**REQUIRED ACTION**
Going down the data below, set down exactly the line with "box: [266, 268, 297, 300]" and each line after it through the line with "249L310 236L300 234L287"; no other lines.

**RECORDS TO PROCESS**
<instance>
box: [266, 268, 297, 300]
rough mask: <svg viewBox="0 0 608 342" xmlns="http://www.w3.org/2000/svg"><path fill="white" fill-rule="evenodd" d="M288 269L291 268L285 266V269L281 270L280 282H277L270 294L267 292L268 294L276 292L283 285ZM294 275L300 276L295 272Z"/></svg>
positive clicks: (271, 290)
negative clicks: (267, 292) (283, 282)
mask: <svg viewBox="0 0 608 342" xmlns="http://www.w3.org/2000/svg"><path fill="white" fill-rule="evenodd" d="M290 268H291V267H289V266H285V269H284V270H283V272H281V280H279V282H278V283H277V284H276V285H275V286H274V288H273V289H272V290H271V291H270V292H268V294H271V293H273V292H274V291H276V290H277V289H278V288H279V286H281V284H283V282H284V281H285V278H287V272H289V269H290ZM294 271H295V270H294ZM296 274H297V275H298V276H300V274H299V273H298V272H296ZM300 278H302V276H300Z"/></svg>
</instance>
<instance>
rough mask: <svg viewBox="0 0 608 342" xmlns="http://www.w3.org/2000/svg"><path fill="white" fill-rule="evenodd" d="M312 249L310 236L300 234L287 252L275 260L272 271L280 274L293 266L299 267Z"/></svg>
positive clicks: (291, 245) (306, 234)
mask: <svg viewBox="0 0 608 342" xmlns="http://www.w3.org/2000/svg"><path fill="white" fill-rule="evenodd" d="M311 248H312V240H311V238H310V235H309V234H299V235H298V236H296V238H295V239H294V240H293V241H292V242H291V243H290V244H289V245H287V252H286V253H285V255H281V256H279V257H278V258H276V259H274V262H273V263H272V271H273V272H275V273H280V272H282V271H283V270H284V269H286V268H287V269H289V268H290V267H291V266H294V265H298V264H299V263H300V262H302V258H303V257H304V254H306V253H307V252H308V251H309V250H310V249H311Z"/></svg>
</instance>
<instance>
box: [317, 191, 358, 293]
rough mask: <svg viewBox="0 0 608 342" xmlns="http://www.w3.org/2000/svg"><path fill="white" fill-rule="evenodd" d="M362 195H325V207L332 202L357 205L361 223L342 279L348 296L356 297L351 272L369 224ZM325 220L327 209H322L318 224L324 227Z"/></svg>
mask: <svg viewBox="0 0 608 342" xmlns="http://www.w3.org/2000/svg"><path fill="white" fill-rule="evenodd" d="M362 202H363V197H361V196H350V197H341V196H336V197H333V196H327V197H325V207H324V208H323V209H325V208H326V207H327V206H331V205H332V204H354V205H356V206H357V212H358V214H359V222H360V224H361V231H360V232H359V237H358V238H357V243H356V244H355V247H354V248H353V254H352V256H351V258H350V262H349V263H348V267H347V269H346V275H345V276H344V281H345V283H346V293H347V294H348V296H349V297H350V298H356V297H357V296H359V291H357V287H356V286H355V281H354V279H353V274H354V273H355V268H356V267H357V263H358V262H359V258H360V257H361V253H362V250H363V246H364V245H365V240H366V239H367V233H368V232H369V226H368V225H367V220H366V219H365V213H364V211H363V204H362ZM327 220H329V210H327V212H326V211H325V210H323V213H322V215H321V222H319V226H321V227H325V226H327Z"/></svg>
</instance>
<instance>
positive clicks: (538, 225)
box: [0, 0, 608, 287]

**RESPONSE**
box: [266, 268, 297, 300]
rough mask: <svg viewBox="0 0 608 342" xmlns="http://www.w3.org/2000/svg"><path fill="white" fill-rule="evenodd" d="M288 269L291 268L285 266V269L281 270L280 282H277L270 294L267 292L268 294L276 292L283 285ZM294 275L300 276L295 272Z"/></svg>
positive clicks: (271, 290)
negative clicks: (267, 292) (283, 282)
mask: <svg viewBox="0 0 608 342" xmlns="http://www.w3.org/2000/svg"><path fill="white" fill-rule="evenodd" d="M290 268H291V267H289V266H285V269H284V270H283V272H281V280H279V282H278V283H277V284H276V285H275V286H274V288H273V289H272V290H271V291H270V292H268V294H271V293H273V292H274V291H276V290H277V289H278V288H279V286H281V284H283V282H284V281H285V278H287V272H289V269H290ZM294 271H295V270H294ZM296 274H297V275H298V276H300V274H299V273H298V272H296ZM300 278H302V276H300Z"/></svg>
</instance>
<instance>
rough mask: <svg viewBox="0 0 608 342" xmlns="http://www.w3.org/2000/svg"><path fill="white" fill-rule="evenodd" d="M312 249L310 236L300 234L287 252L275 260L272 271L280 274L293 266L299 267Z"/></svg>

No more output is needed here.